• Selected extract:
########
- The ABC’s small working group on what to do with the General Convention actions will remain unnamed.
- The ABC is not at all interested in personally commenting on the ordination of Bishop Minns.
- The Covenant Drafting Group is either not appointed yet (a real possibility) or the whole idea of the Covenant is being usurped as we speak by the Global South who will write what they think is appropriate and send it on.
- No one from the US or UK went to the ordination of Bishop Minns in Nigeria, save his immediate family.
- No progressives have been consulted by the Archbishop of Canterbury since General Convention.
- No representatives of the Gay and Lesbian communities in the US or UK have been consulted by any of the “reflection” groups of bishops being pulled together.
Still, I am always hoping for some light on any of the questions raised on my page Sniffing Hounds, Dog Days, the Trail Grows Cold. If I am wrong on any of the above, based on receiving no answer at all, so be it. I will be glad to know differently.
Several years ago I thought it useful to get the precise date and attendance at the conversation in which the Archbishop took up the topic of the formation of a Network. I published my query and a follow up on Louie Crew’s pages.
What I wrote was this:
“I draw your attention to an article by Martyn Minns, titled "Is the Anglican Communion Network the best way forward" -- posted by Dr. Kendall Harmon.
In that article Fr. Minns states,
‘The Network was formed last year to support and encourage the life and ministry of those alienated by the actions of General Convention. The original suggestion came from a meeting that David Anderson, President of the AAC, and I had with Archbishop Rowan Williams at Lambeth Palace on September 18th, 2003. We had been invited to give a first hand report on the state of the Episcopal Church after Minneapolis. We shared something of our struggles and it was at that conversation that he suggested the need for a Network. He called it a Network of Confessing Dioceses and Parishes. He wanted to be sure that we used a positive name and not be identified as dissenters. He was also very deliberate in using the word "Confessing" because that would connect it with the "Confessing Christian" movement that stood for the orthodox faith in Germany at a time when the official Christian bodies were being manipulated and co-opted by the government of Nazi Germany. The name subsequently became the Network of Anglican Communion Dioceses and Parishes (or Anglican Communion Network or ACN).’”
########
• Exercises to complete:
1/ List every name for the Network given in the quoted passage of the commentary on the Archbishop of Canterbury and the Anglican Communion Network.
2/ Proceed with the commentary on the Archbishop of Canterbury and the Anglican Communion Network, picking up after its final sentence.

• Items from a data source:
########
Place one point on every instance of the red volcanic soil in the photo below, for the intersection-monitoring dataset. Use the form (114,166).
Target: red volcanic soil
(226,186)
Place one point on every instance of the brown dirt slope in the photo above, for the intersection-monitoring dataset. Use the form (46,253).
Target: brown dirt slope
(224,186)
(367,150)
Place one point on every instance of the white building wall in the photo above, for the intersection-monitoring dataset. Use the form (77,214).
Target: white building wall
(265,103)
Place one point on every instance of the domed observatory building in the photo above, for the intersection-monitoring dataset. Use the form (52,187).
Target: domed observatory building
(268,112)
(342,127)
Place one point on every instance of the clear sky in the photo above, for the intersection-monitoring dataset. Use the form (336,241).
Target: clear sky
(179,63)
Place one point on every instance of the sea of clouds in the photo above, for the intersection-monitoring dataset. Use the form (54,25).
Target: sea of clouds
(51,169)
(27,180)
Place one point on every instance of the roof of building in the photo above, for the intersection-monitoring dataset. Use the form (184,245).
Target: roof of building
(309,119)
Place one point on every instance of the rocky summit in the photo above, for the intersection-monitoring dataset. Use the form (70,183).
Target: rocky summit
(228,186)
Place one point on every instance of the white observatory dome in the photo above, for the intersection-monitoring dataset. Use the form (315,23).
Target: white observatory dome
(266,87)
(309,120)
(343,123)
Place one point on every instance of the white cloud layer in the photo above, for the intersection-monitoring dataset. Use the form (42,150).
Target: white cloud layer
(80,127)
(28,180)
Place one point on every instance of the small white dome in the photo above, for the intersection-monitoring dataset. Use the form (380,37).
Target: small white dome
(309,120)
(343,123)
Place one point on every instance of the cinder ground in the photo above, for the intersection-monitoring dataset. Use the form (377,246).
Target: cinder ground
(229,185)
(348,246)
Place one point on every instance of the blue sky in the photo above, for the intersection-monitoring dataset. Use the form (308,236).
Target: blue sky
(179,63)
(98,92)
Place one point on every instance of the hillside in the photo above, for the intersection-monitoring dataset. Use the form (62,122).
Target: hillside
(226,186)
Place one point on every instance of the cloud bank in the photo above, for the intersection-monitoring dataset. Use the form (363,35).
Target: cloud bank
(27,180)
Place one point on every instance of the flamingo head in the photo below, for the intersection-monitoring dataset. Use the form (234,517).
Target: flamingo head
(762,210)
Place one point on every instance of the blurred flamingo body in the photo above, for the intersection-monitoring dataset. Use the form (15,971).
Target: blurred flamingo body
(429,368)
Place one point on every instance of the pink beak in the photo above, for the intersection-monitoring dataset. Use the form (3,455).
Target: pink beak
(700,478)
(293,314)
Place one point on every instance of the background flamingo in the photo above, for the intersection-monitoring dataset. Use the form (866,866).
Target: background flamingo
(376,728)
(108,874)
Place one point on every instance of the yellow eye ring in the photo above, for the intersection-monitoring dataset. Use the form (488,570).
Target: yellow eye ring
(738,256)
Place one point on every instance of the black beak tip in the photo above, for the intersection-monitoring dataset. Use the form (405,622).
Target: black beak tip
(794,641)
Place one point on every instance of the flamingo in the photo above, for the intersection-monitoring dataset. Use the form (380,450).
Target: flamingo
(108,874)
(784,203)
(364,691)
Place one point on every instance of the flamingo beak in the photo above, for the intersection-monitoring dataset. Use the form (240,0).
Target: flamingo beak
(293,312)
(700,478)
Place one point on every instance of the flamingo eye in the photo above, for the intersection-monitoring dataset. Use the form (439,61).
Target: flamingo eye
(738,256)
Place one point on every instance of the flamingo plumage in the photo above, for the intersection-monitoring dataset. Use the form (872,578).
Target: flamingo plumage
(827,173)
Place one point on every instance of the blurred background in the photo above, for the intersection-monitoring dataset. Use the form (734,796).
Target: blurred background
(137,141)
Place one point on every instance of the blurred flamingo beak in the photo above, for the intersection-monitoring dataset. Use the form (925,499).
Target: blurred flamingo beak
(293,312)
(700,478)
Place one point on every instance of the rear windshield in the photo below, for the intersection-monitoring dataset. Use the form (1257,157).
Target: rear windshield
########
• Outputs for the tasks:
1/
- Network of Confessing Dioceses and Parishes
- Network of Anglican Communion Dioceses and Parishes
- Anglican Communion Network
- ACN

2/
I was called a busybody for taking important people away from their more important tasks to answer my question. Now, these years later, it is perhaps of some historical and ecclesial interest to note that Canon Minns, who has been active in the Network these three years, is now Bishop Minns whose missionary device is CANA, a part of the Church of Nigeria. Bishop Minns has been well placed these several years.
The Archbishop’s office stepped back three years ago from the reference to the Confessing Church, but not from the Archbishop having been part of the conversation. Now the Archbishops Office has stepped back from support of the consecration of Bishop Minns, but no word has been heard from the Archbishop personally to distance himself from the Church of Nigeria’s actions.
Perhaps I am still just a busybody, but I still hope that someone sees the reason for the questions: Too much seemingly is being done without any interchange (listening is a word that comes to mind) with those affected – the Episcopal Church, Gay and Lesbian Anglicans, etc. The voices of the Global South are heard, as are the moans of the realignment folk, and even the voices of the moderate in the Episcopal Church, but not the voices of progressives who believe that the claims of the baptized trump claims of tradition or purity codes. And should there be found such considerations of the progressive stance, it seems little when compared to the serious invitation to persons and organizations whose positions require no change from past tradition and ancient purity.
In all of this a pattern emerges: the mirror of subsidiarity, the notion that things get handled at the lowest possible ecclesial level, is the notion of the patriarch, who with other personages of high station make the decisions in secret and for others of lower station. Both understandings of authority and decision making are profoundly dismissive of the prophet who comes before the king and the common people, who are given common tasks but not consulted on greater ones.
The result of lack of consultation between those who claim to be authority in the church and those who by right of prayer and prophecy and search for justice are equally of authority will result in an irrelevant death of the very church that both considered home. That will be either foolishness or perhaps tragedy.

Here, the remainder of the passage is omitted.